◆ WHAT NEEDS TO BE DONE
Copy out the material below verbatim, from its beginning through the line containing "point(397, 422)", inclusive. Leave the pictures out.
**** INPUT MATERIAL
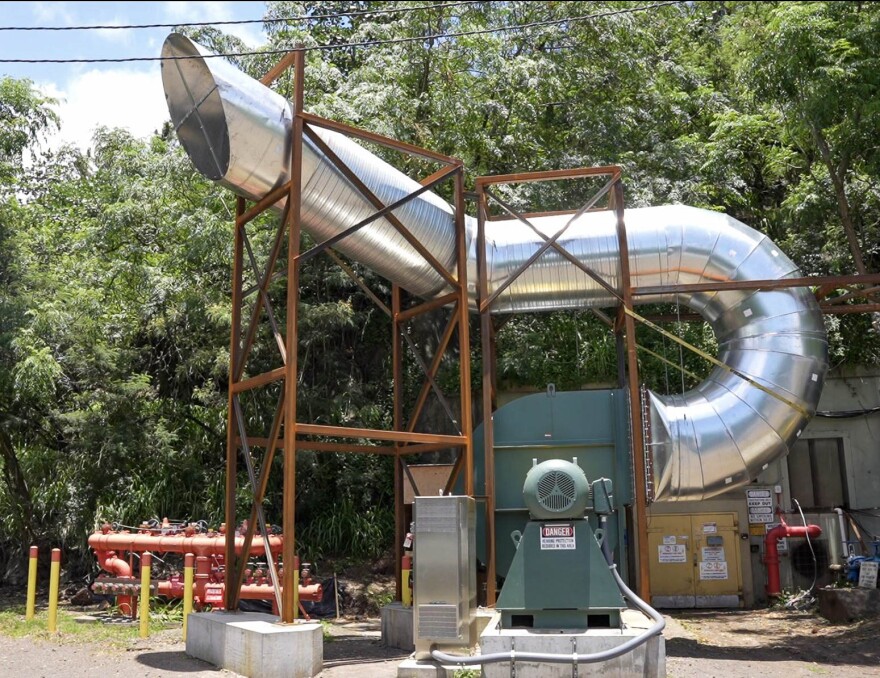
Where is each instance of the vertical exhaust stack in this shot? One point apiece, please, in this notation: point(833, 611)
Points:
point(715, 437)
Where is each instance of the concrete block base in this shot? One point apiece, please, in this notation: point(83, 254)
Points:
point(415, 668)
point(397, 626)
point(646, 661)
point(255, 645)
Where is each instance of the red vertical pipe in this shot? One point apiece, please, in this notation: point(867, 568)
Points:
point(771, 550)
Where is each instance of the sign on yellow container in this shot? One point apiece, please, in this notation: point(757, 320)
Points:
point(694, 560)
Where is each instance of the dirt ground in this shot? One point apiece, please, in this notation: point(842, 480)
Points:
point(699, 644)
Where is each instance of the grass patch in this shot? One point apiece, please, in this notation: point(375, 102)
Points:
point(116, 633)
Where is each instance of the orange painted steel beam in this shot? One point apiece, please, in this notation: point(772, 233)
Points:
point(780, 283)
point(636, 431)
point(376, 434)
point(383, 210)
point(283, 64)
point(487, 340)
point(271, 198)
point(237, 574)
point(547, 243)
point(288, 578)
point(466, 423)
point(260, 380)
point(553, 175)
point(262, 287)
point(231, 597)
point(397, 422)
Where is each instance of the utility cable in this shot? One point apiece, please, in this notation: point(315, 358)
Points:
point(805, 597)
point(239, 22)
point(366, 43)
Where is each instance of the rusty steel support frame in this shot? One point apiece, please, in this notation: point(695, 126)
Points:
point(286, 432)
point(614, 190)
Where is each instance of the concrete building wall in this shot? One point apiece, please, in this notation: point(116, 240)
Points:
point(846, 393)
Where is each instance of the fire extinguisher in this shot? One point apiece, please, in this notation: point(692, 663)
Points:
point(406, 569)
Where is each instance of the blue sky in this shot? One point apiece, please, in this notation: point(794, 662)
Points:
point(118, 95)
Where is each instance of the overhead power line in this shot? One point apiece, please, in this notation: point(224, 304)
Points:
point(239, 22)
point(367, 43)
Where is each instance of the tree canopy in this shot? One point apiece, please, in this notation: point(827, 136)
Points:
point(115, 267)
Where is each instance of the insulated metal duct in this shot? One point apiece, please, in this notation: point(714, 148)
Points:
point(717, 436)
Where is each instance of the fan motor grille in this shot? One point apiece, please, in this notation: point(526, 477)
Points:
point(556, 491)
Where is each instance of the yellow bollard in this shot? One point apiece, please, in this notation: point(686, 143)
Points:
point(406, 577)
point(54, 576)
point(295, 588)
point(32, 584)
point(189, 561)
point(146, 561)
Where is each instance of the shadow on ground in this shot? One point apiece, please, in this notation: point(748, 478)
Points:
point(179, 662)
point(744, 636)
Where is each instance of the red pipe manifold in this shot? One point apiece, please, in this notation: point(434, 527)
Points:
point(210, 548)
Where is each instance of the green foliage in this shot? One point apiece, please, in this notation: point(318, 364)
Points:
point(114, 279)
point(345, 529)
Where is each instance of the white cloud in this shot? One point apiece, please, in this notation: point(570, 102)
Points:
point(251, 34)
point(119, 36)
point(53, 12)
point(134, 100)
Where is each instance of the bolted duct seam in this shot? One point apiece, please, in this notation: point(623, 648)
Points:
point(717, 436)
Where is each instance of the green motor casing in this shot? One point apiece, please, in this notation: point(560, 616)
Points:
point(556, 489)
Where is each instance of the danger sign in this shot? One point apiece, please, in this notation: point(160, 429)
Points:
point(559, 536)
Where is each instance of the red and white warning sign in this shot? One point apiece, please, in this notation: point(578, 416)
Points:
point(557, 536)
point(213, 594)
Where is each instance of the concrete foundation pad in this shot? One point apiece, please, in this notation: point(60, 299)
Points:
point(415, 668)
point(255, 645)
point(647, 660)
point(397, 626)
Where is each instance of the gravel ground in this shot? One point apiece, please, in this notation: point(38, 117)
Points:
point(700, 644)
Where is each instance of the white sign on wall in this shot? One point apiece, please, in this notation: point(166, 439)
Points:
point(713, 553)
point(714, 569)
point(760, 505)
point(672, 553)
point(868, 574)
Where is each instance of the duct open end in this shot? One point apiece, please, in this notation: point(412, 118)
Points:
point(715, 437)
point(195, 106)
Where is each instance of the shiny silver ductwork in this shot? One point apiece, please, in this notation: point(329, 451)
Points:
point(718, 436)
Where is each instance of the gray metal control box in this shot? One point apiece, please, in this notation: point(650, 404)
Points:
point(444, 573)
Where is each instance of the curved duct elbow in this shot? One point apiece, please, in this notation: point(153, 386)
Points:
point(717, 436)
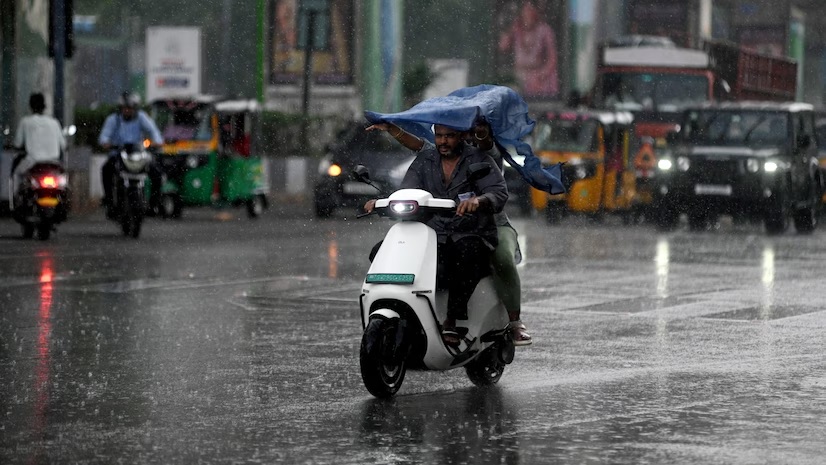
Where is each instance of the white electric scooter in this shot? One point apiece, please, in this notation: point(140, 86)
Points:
point(401, 307)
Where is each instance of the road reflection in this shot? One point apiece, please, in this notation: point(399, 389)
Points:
point(42, 378)
point(477, 426)
point(768, 282)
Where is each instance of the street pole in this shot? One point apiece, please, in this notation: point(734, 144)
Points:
point(308, 68)
point(59, 43)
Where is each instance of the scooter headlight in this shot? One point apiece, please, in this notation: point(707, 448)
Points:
point(50, 181)
point(403, 207)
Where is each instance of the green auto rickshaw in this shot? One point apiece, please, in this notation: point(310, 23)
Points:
point(211, 154)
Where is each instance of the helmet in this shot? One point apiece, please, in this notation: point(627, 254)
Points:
point(128, 99)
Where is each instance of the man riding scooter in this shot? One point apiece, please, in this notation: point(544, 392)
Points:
point(39, 136)
point(506, 277)
point(466, 240)
point(129, 126)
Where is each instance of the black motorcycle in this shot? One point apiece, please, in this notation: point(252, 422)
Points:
point(41, 199)
point(128, 205)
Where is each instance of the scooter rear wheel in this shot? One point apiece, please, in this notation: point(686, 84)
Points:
point(381, 376)
point(487, 368)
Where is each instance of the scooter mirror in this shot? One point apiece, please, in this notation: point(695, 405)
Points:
point(361, 173)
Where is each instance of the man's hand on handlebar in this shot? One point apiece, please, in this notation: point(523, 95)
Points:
point(369, 206)
point(467, 206)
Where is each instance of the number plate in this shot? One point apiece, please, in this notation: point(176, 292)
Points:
point(359, 188)
point(712, 189)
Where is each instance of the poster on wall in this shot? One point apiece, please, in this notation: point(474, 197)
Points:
point(332, 57)
point(173, 62)
point(528, 40)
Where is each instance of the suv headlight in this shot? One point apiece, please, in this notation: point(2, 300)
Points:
point(771, 166)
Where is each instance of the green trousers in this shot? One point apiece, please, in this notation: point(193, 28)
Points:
point(505, 277)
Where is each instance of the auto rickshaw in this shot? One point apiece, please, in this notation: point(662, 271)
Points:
point(210, 154)
point(598, 174)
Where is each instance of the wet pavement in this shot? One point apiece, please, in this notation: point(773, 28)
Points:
point(217, 339)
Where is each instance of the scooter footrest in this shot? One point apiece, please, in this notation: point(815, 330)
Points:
point(492, 336)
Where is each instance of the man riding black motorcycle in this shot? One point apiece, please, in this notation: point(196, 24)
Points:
point(129, 126)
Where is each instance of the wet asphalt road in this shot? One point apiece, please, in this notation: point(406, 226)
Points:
point(223, 340)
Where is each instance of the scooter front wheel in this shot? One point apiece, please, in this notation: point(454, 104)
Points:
point(381, 375)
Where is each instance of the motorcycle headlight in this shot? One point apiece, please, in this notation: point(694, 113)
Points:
point(135, 162)
point(334, 170)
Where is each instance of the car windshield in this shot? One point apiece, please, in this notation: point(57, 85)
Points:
point(565, 135)
point(183, 120)
point(820, 132)
point(726, 127)
point(653, 91)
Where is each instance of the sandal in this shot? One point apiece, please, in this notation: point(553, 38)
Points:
point(450, 334)
point(519, 333)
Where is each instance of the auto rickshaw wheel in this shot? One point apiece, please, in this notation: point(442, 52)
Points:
point(256, 206)
point(28, 230)
point(171, 206)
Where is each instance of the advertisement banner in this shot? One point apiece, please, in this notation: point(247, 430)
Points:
point(528, 38)
point(173, 62)
point(332, 39)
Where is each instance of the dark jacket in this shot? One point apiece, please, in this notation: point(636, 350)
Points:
point(426, 173)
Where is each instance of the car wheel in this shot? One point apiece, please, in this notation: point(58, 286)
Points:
point(323, 211)
point(776, 217)
point(805, 220)
point(668, 217)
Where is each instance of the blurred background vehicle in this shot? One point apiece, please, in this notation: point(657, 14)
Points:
point(753, 160)
point(386, 159)
point(594, 147)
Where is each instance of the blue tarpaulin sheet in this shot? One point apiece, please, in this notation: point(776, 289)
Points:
point(501, 107)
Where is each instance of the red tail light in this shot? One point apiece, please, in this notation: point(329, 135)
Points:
point(48, 182)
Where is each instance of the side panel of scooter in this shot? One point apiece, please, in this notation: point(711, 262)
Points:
point(408, 248)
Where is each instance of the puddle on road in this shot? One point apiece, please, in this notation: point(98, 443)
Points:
point(773, 312)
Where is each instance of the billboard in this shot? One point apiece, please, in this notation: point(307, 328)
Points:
point(332, 57)
point(528, 41)
point(173, 62)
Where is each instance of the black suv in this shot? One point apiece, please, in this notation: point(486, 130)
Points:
point(754, 160)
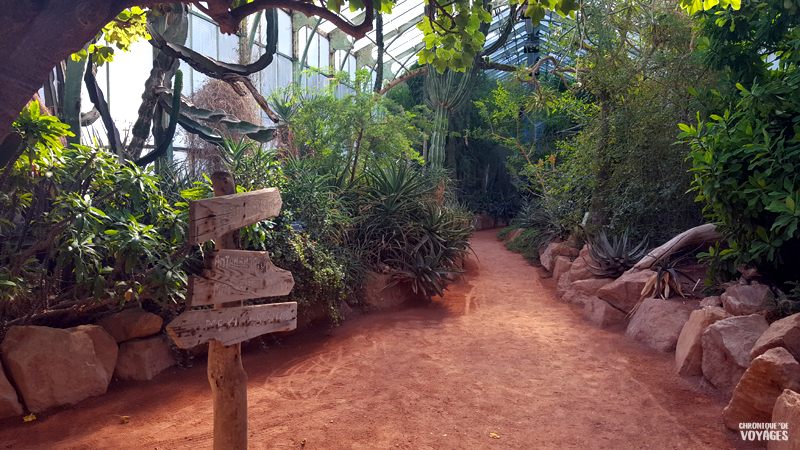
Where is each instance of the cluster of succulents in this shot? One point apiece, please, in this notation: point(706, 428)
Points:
point(613, 257)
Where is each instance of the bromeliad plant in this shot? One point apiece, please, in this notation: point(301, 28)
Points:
point(612, 258)
point(77, 224)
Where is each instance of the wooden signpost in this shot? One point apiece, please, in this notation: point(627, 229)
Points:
point(238, 275)
point(232, 275)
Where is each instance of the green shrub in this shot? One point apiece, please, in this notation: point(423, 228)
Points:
point(75, 223)
point(528, 243)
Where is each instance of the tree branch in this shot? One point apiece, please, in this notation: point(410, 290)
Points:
point(229, 21)
point(407, 76)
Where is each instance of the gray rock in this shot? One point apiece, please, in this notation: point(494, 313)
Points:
point(787, 411)
point(658, 323)
point(9, 403)
point(601, 314)
point(579, 290)
point(53, 367)
point(131, 323)
point(142, 359)
point(689, 349)
point(761, 385)
point(743, 300)
point(782, 333)
point(625, 292)
point(726, 349)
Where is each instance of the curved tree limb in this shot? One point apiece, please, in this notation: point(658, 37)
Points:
point(229, 21)
point(406, 76)
point(501, 40)
point(703, 234)
point(99, 101)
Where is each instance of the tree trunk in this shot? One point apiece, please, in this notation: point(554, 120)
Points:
point(598, 204)
point(703, 234)
point(35, 35)
point(225, 372)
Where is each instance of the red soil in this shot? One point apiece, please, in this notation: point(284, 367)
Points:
point(497, 355)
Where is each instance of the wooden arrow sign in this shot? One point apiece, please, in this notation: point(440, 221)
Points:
point(212, 217)
point(238, 275)
point(232, 325)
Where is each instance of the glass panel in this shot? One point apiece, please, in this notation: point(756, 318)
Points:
point(229, 47)
point(204, 37)
point(269, 78)
point(351, 66)
point(284, 71)
point(284, 33)
point(302, 35)
point(313, 51)
point(127, 73)
point(324, 54)
point(198, 79)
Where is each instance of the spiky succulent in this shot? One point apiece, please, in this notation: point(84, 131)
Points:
point(613, 258)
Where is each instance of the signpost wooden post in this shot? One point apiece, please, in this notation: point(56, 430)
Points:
point(231, 276)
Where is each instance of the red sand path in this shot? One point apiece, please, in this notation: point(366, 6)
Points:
point(497, 355)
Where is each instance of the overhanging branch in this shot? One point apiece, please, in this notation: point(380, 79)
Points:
point(229, 20)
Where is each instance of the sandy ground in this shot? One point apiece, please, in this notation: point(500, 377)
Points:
point(498, 363)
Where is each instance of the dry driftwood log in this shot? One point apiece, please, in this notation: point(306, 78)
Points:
point(703, 234)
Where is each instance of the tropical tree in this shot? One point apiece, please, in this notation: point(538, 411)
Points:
point(36, 35)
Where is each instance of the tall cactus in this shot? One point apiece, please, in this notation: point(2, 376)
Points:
point(169, 133)
point(174, 26)
point(73, 83)
point(446, 93)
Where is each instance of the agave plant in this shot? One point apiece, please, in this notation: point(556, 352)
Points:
point(428, 275)
point(613, 258)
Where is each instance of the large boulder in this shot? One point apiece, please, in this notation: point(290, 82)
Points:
point(131, 323)
point(743, 300)
point(657, 323)
point(782, 333)
point(625, 292)
point(142, 359)
point(513, 235)
point(580, 290)
point(786, 411)
point(9, 403)
point(714, 300)
point(105, 347)
point(53, 367)
point(580, 267)
point(561, 266)
point(548, 255)
point(482, 221)
point(762, 383)
point(726, 349)
point(689, 349)
point(601, 314)
point(379, 298)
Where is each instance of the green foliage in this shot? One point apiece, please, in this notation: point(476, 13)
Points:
point(745, 159)
point(612, 258)
point(355, 131)
point(128, 27)
point(86, 224)
point(402, 224)
point(605, 145)
point(785, 304)
point(528, 244)
point(504, 232)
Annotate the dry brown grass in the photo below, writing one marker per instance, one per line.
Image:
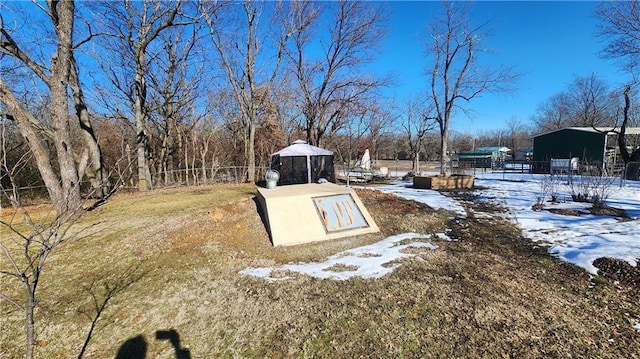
(175, 254)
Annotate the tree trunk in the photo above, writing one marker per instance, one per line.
(444, 148)
(97, 174)
(58, 84)
(251, 175)
(30, 324)
(144, 175)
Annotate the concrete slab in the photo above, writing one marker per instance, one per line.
(313, 212)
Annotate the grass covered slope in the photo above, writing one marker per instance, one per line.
(166, 263)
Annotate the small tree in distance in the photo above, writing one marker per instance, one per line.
(455, 73)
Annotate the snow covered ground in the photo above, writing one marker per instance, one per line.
(576, 239)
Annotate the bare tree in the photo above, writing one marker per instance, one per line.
(621, 27)
(455, 72)
(554, 113)
(329, 83)
(58, 168)
(417, 122)
(176, 76)
(590, 97)
(634, 154)
(243, 53)
(132, 29)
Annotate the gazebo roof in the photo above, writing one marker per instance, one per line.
(302, 148)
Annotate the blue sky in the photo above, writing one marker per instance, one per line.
(550, 43)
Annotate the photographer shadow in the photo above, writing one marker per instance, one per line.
(136, 347)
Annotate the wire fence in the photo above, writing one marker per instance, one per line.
(239, 174)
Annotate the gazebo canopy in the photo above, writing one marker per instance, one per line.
(303, 163)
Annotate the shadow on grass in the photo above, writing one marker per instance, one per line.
(136, 347)
(174, 338)
(133, 348)
(102, 290)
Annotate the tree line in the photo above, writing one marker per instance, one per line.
(94, 95)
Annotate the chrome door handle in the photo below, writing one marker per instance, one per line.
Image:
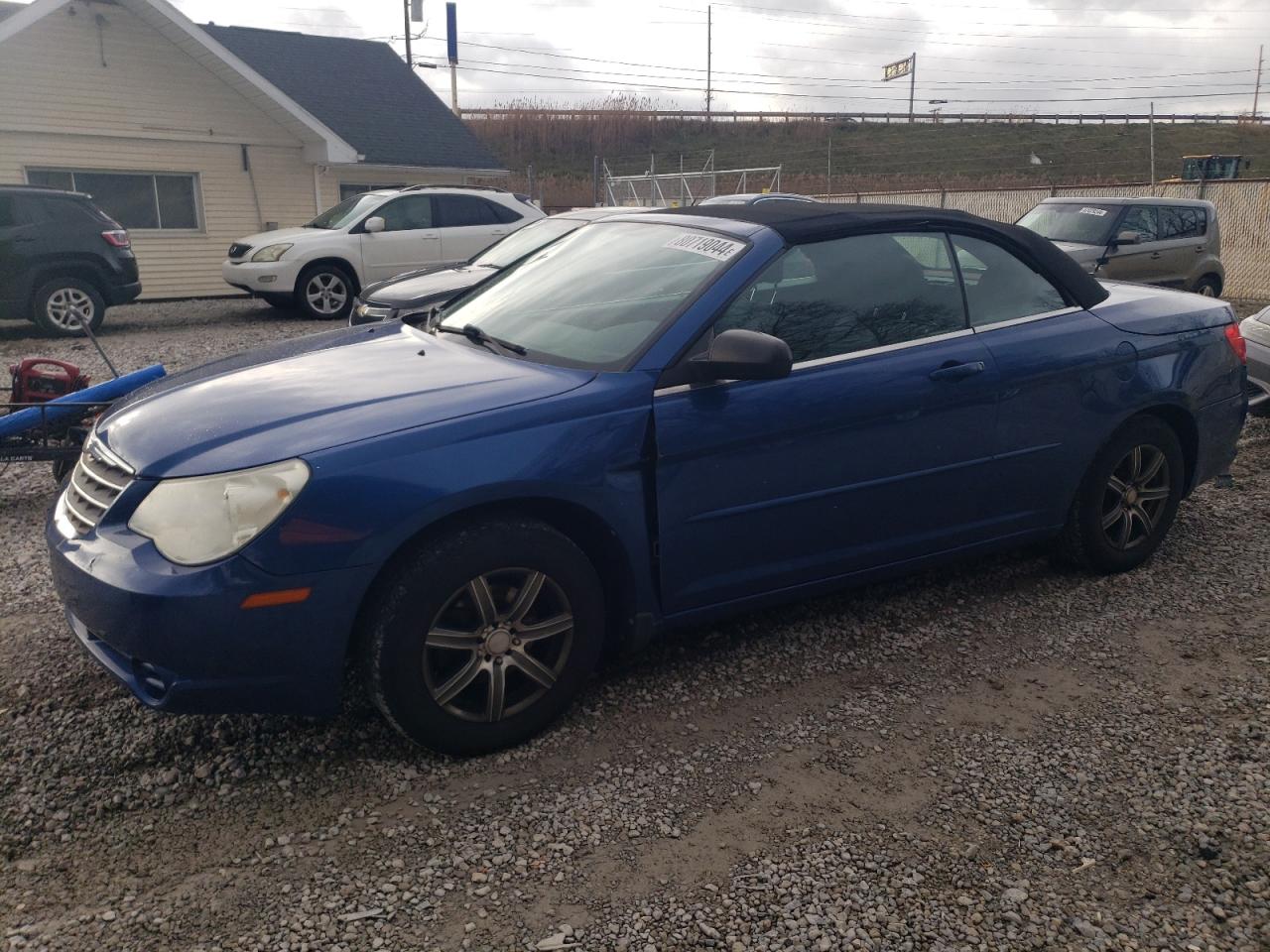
(957, 371)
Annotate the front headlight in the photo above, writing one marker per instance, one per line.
(203, 518)
(271, 253)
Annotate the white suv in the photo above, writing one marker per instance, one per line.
(320, 267)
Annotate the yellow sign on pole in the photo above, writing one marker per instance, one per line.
(898, 68)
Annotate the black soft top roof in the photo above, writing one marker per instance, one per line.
(802, 222)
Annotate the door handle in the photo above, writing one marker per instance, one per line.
(957, 371)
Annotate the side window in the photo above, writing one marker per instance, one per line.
(461, 211)
(504, 214)
(1182, 222)
(1141, 220)
(855, 294)
(1000, 287)
(407, 213)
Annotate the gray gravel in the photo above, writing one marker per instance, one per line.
(993, 756)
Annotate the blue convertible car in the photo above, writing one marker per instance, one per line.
(658, 419)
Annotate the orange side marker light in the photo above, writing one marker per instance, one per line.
(286, 597)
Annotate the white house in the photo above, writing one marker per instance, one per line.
(193, 136)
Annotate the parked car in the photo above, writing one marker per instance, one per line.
(754, 198)
(63, 259)
(1170, 241)
(414, 295)
(370, 238)
(657, 420)
(1256, 333)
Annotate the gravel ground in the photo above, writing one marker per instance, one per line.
(994, 756)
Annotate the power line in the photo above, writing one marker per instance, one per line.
(865, 98)
(781, 13)
(870, 66)
(770, 80)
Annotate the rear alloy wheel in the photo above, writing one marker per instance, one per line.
(325, 293)
(483, 636)
(64, 306)
(1128, 499)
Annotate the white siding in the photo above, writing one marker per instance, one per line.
(121, 79)
(121, 96)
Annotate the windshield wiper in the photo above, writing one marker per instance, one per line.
(477, 336)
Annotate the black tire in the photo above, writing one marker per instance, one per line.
(429, 597)
(63, 302)
(1142, 516)
(331, 306)
(284, 302)
(1207, 286)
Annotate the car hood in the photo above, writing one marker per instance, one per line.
(427, 286)
(272, 238)
(316, 393)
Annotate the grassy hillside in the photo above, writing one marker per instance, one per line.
(866, 157)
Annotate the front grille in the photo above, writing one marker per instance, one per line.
(96, 481)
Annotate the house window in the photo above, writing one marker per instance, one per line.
(347, 189)
(135, 199)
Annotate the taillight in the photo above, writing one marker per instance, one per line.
(1237, 343)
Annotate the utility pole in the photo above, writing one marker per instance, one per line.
(1151, 134)
(409, 60)
(1256, 91)
(452, 54)
(708, 55)
(912, 85)
(828, 168)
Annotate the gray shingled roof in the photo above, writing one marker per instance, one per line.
(362, 91)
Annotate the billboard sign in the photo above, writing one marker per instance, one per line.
(894, 70)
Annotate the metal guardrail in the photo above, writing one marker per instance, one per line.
(758, 116)
(1241, 214)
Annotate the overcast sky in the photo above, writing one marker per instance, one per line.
(980, 56)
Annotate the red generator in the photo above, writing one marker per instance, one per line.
(37, 380)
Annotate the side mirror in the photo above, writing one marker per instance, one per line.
(743, 354)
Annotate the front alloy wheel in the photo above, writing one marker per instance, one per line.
(325, 293)
(498, 645)
(481, 636)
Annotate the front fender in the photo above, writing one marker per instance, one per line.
(365, 500)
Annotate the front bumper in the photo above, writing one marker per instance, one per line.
(180, 639)
(262, 277)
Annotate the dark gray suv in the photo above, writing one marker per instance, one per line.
(63, 259)
(1169, 241)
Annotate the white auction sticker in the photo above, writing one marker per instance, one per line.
(708, 245)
********
◆ RESPONSE TO THE TASK
Where is each instance of the vertical exhaust stack in this shot? One point apiece, please, in this notation: point(833, 611)
Points:
point(715, 437)
Where is each instance of the concrete block base in this shot? One point apiece, please, in this notation: point(83, 254)
Points:
point(415, 668)
point(397, 626)
point(646, 661)
point(255, 645)
Where is each instance of the red vertical pipe in this shot? One point apiece, please, in this notation: point(867, 568)
Points:
point(771, 550)
Where is each instance of the sign on yellow container in this shot? One point apiece, please, in this notation: point(757, 320)
Points:
point(694, 560)
Where is each instance of the dirt ground in this shot? One point apiece, please, in this notation: point(842, 480)
Points:
point(699, 644)
Where is each instance of the grass patch in this shot? One point apiece, please, in this notation: point(375, 102)
Points:
point(116, 633)
Where is each instance of the orange painted steel beam in this shot? One point apiece, please, in this notation: point(772, 233)
Points:
point(780, 283)
point(636, 431)
point(376, 434)
point(383, 210)
point(283, 64)
point(487, 340)
point(271, 198)
point(237, 574)
point(547, 243)
point(288, 578)
point(466, 423)
point(260, 380)
point(553, 175)
point(262, 287)
point(231, 597)
point(397, 422)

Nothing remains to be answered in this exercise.